-- Work required --
Substitute "Mark" for every "Indicate" in the records below, keeping everything else the same, and leave out the pictures.

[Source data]
★ ★ ★ ★ ★

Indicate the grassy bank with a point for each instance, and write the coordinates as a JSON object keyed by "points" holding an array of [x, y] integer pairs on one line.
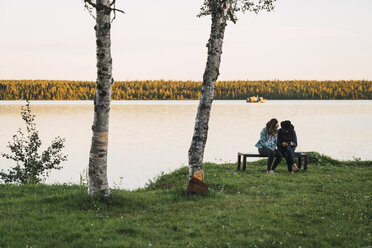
{"points": [[327, 206]]}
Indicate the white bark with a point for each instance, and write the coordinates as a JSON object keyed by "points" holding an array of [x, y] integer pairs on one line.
{"points": [[211, 73], [98, 184]]}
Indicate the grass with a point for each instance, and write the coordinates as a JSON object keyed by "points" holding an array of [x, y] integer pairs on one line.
{"points": [[327, 206]]}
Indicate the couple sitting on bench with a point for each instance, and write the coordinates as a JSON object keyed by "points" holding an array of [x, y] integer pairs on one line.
{"points": [[285, 139]]}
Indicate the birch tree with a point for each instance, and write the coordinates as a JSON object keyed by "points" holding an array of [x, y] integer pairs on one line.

★ ★ ★ ★ ★

-- The result --
Mark the grassy bank with a point for each instance, and write the coordinates as a JSON object keyed by "points" holding an array of [x, y] integer pairs on one line.
{"points": [[327, 206]]}
Mark the white bark with a point for each instance, and write the coordinates as a JSON object keyed by "points" holding an array of [x, y] integer pairs on one line.
{"points": [[211, 73], [98, 184]]}
Mark the grass with a point for each instance, and write the coordinates as a JSON object keyed by "points" holding an array of [x, y] integer pairs on one line.
{"points": [[327, 206]]}
Mark the couple sitting on bench with a point for each instance, and write the coordinates as a JSON object keyed by "points" holding an array of [x, y] integer pairs on one line.
{"points": [[285, 139]]}
Mark the birch tree with a point for each instance, and write the coordinates as a JSON object keyed by "points" holding an array of [x, y] integer pairs on one line.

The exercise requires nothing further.